*Quoted passage*.
Silvergate said despite Darling winning such a significant victory in the Supreme Court, he was not appreciated by his peers back home.
“I believe that the Boston legal community under-rated Chester because he was openly patriotic as well as deeply religious – two qualities that at that point in Boston’s history were starting to be cast into disrepute,” he said.
“It marked the beginning of Boston as a ‘progressive’ rather than a ‘liberal’ city,” he said.
George Braun, who was part of the winning legal team for the Supreme Court’s 2005 Granholm v. Heald decision, told RedState it was interesting to him that Darling won such a significant case that protected conservative interests, but he was himself a liberal attorney.
“It was back in a time when the ACLU, the Democratic Party and the left in general believed that The Bill of Rights protected all of us and that the First Amendment was first for a reason,” he said.
Braun, who was a staffer for Justice Sandra Day O’Connor, said it did not surprise him that Ginsburg voted with Darling, even after seeming to give him a hard time in oral arguments.
“Justice O’Connor told me that for the justices, the oral arguments were not about stumping the attorneys. Instead, the justices use the attorneys like pawns,” he said.
“They are pawns because the justices use their questions to find out where the other justices are at with the case, and let the others know where they are at,” he said.
In the three decades since Justice David Souter issued his June 19, 1995, opinion on behalf of the high court’s unanimous 9-0 majority, the Hurley decision has been cited in hundreds of cases.
Although no Supreme Court is legally bound by decisions by prior courts, in the tradition of the common law, the Supreme Court has a heavy bias to build upon previous rulings, which gives American constitutional jurisprudence its continuity. When decisions are overturned, it is a significant event, and part of the court’s calculation considers how the previous justices voted.

*What to work on*.
[1] Retype the passage about Chester Darling from "Braun, who was a" to "hundreds of cases.".
[2] Decide whether each statement agrees with the passage about Chester Darling, answering yes or no and quoting the deciding words: (a) Braun worked as a staffer for Justice Sandra Day O'Connor. (b) Justice Souter's opinion spoke for a 5-4 majority. (c) Silvergate said Darling was appreciated by his peers back home.

*Recorded data*.
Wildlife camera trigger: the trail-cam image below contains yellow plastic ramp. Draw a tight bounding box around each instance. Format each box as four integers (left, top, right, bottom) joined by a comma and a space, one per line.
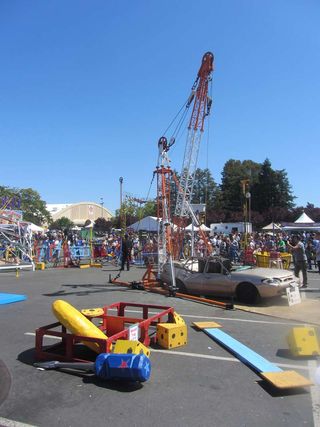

*Correct answers*.
[1]
Braun, who was a staffer for Justice Sandra Day O’Connor, said it did not surprise him that Ginsburg voted with Darling, even after seeming to give him a hard time in oral arguments.
“Justice O’Connor told me that for the justices, the oral arguments were not about stumping the attorneys. Instead, the justices use the attorneys like pawns,” he said.
“They are pawns because the justices use their questions to find out where the other justices are at with the case, and let the others know where they are at,” he said.
In the three decades since Justice David Souter issued his June 19, 1995, opinion on behalf of the high court’s unanimous 9-0 majority, the Hurley decision has been cited in hundreds of cases.

[2]
(a) Yes: "Braun, who was a staffer for Justice Sandra Day O’Connor"
(b) No: "on behalf of the high court’s unanimous 9-0 majority"
(c) No: "he was not appreciated by his peers back home"